- INSTRUCTIONS FOR THE TASK:
Copy out the passage of the Men's Health Week article that begins with "Another health issue" and ends after "help save lives.", replacing "gallstones" with "kidney stones".

This Men’s Health Week Encourage The Men in Your Life To Prevent Health Issues

by Giselle Chollett

With the theme, “Wear Blue and a Mask, Too,” this year marks the 27th anniversary of the creation of Men’s Health Week, a celebration that takes place every year since 1994 during June and before Father’s Day. Whether for dad, a friend, your brother, boyfriend, or spouse, direct your attention this week to the wellness and prevention of health problems among boys and men.

Over 40% of men only go to the doctor when they think they have a serious health issue. Now more than ever, it’s essential to encourage your loved ones to live a healthy life, which includes regular check-ups and treatment that can prevent diseases and save lives. According to a 2019 survey from Cleveland Clinic, 72% of men would instead do household chores, like cleaning the bathroom or mowing the lawn, than go to the doctor. Only 50% of the surveyed men said to consider their annual check-up a regular part of taking care of themselves.

Some severe diseases for men to be aware of includes heart disease, which is the leading cause of death for men in the United States, killing 357,761 men in 2019—that’s about 1 in every 4 male deaths, according to the Centers for Disease Control and Prevention (CDC). In addition, other health conditions and lifestyle choices, such as hypertensiondiabetesoverweight and unhealthy diets, physical inactivity, and alcohol excess, can increase the risk for heart disease.

Meanwhile, prostate cancer is the second leading cause of death among American men and the most common type aside from skin cancer. Estimates from the American Cancer Society’s indicate that new cases of prostate cancer in 2021 will reach 248,530 and deaths about 34,130. Although the survival rate varies depending on the type of prostate cancer and the stage, there are over 3.1 million survivors in the U.S. nowadays.

Another health issue that needs attention is overweight and obesity. The National Institute of Diabetes and Digestive and Kidney Disease indicates that the pervasive condition affects over 70% of U.S. adults. In addition, many health problems are linked to obesity, such as type 2 diabetes, high blood pressure, joint problems, and gallstones, to mention a few.

This Men’s Health Week, and in preparation for Father’s Day, give the best gift of love. Encourage the men in your life to prevent health issues by visiting their doctors and seeking treatment that can help save lives.

- RECORD EXCERPTS:

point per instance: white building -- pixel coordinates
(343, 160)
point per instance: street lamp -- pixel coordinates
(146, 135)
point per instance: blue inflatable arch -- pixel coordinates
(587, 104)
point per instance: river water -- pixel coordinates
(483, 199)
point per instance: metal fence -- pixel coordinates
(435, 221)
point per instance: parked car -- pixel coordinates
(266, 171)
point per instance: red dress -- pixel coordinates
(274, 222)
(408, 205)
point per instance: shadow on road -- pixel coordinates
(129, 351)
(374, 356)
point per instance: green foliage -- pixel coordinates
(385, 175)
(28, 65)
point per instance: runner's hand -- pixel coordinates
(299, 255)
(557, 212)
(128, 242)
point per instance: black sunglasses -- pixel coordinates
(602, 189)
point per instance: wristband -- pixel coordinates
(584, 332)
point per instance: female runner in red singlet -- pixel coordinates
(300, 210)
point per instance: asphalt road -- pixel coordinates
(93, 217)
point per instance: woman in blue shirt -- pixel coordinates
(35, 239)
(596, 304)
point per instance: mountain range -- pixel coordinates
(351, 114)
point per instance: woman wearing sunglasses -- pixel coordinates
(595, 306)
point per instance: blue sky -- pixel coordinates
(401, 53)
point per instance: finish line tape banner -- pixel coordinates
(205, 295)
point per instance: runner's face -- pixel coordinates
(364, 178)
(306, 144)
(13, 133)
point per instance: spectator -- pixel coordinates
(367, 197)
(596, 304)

- WRITTEN SOLUTION:
Another health issue that needs attention is overweight and obesity. The National Institute of Diabetes and Digestive and Kidney Disease indicates that the pervasive condition affects over 70% of U.S. adults. In addition, many health problems are linked to obesity, such as type 2 diabetes, high blood pressure, joint problems, and kidney stones, to mention a few.

This Men’s Health Week, and in preparation for Father’s Day, give the best gift of love. Encourage the men in your life to prevent health issues by visiting their doctors and seeking treatment that can help save lives.